[Object point labels]
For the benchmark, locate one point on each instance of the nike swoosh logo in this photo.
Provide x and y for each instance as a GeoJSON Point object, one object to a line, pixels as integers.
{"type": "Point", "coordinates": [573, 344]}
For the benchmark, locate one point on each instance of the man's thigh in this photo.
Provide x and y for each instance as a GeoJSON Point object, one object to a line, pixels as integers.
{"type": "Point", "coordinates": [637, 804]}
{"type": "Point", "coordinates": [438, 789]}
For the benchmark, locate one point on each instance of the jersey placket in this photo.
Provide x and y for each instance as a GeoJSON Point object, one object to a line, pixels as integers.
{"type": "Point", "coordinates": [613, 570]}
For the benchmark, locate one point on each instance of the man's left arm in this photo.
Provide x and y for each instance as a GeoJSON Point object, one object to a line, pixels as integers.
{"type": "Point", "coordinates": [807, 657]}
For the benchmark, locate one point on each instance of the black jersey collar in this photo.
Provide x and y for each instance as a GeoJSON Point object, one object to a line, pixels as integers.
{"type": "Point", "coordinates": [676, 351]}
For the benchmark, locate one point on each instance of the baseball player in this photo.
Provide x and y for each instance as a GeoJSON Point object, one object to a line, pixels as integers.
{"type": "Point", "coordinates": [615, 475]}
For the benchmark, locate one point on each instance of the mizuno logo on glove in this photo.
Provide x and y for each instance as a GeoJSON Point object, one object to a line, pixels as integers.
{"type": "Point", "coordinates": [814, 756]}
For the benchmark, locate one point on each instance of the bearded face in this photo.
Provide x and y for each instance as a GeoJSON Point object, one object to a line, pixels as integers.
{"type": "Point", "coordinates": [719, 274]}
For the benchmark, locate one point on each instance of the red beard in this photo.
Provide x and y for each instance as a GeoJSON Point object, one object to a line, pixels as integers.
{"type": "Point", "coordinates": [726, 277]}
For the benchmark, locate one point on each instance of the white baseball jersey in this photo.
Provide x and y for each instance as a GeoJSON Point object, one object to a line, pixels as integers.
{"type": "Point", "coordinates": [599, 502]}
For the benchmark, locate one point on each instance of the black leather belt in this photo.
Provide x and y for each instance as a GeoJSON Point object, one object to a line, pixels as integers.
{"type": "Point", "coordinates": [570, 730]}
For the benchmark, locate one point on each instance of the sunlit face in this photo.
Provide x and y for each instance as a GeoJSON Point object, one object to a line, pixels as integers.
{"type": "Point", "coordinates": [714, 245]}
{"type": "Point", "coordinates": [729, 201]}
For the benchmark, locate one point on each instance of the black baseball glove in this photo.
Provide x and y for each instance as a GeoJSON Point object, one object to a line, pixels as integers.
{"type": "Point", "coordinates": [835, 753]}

EXERCISE DETAILS: Reproduce each record exactly, leaving nothing out.

SOLUTION TO THE EXERCISE:
For the benchmark, locate one point on each instance of the nike swoosh logo in this photo.
Provide x and y for each instance as a GeoJSON Point object, one object to a line, pixels as integers.
{"type": "Point", "coordinates": [573, 344]}
For the benchmark, locate one point on each instance of the man's thigh in this photo.
Provide x and y for each instance as a GeoJSON Point object, one object to a line, pixels as integers.
{"type": "Point", "coordinates": [637, 804]}
{"type": "Point", "coordinates": [438, 789]}
For the benchmark, locate one point on each instance of the jersey placket in this photo.
Provide x and y for each instance as a GeoJSON Point object, one object to a line, pixels as integers.
{"type": "Point", "coordinates": [613, 570]}
For the benchmark, locate one point on each instance of the man's left arm in this photo.
Provide x and y for each instance as a GeoJSON Point object, one object to a line, pixels as integers.
{"type": "Point", "coordinates": [807, 657]}
For the benchmark, locate one point on each instance of the black jersey collar in this photo.
Provide x and y for each instance as a GeoJSON Point object, one object to a line, pixels as integers.
{"type": "Point", "coordinates": [676, 351]}
For the benchmark, locate one point on each instance of the baseball player in this photo.
Provide x and y for each instance as a GeoJSON Point object, one object to a line, pixels as integers.
{"type": "Point", "coordinates": [615, 475]}
For the benchmark, locate one point on each instance of the mizuno logo on glove in this photo.
Provide x and y for each instance as a GeoJSON Point object, one object to a line, pixels as integers.
{"type": "Point", "coordinates": [814, 756]}
For the benchmark, locate one point on each instance of the bearded face in this photo.
Provide x and y for each instance as a GeoJSON Point object, one object to a line, pixels as integers.
{"type": "Point", "coordinates": [719, 274]}
For the benchmark, locate one point on each instance of the red beard in this photo.
Provide x and y for each instance as a GeoJSON Point object, one object to a line, pixels as integers.
{"type": "Point", "coordinates": [726, 277]}
For the benchmark, locate one point on each instance of the white baseball jersey in this photo.
Provide x and y for each instance as a GeoJSON Point object, one object to a line, pixels as integers.
{"type": "Point", "coordinates": [599, 502]}
For the benchmark, locate one point on each instance of the black leather belt in this photo.
Provide x and y for each instance as a GeoJSON Point object, one object to a line, pixels as integers.
{"type": "Point", "coordinates": [570, 730]}
For the benchmark, locate one point on each instance of the sunlit face in this photo.
Provide x and y for each instance as a GeoJSON Point object, one object to a line, pixels as integers.
{"type": "Point", "coordinates": [714, 245]}
{"type": "Point", "coordinates": [729, 201]}
For the benchmark, locate one point on each instance of the black baseball glove in this photo.
Provide x and y for each instance as a GeoJSON Point object, one object to a line, pixels as integers.
{"type": "Point", "coordinates": [835, 753]}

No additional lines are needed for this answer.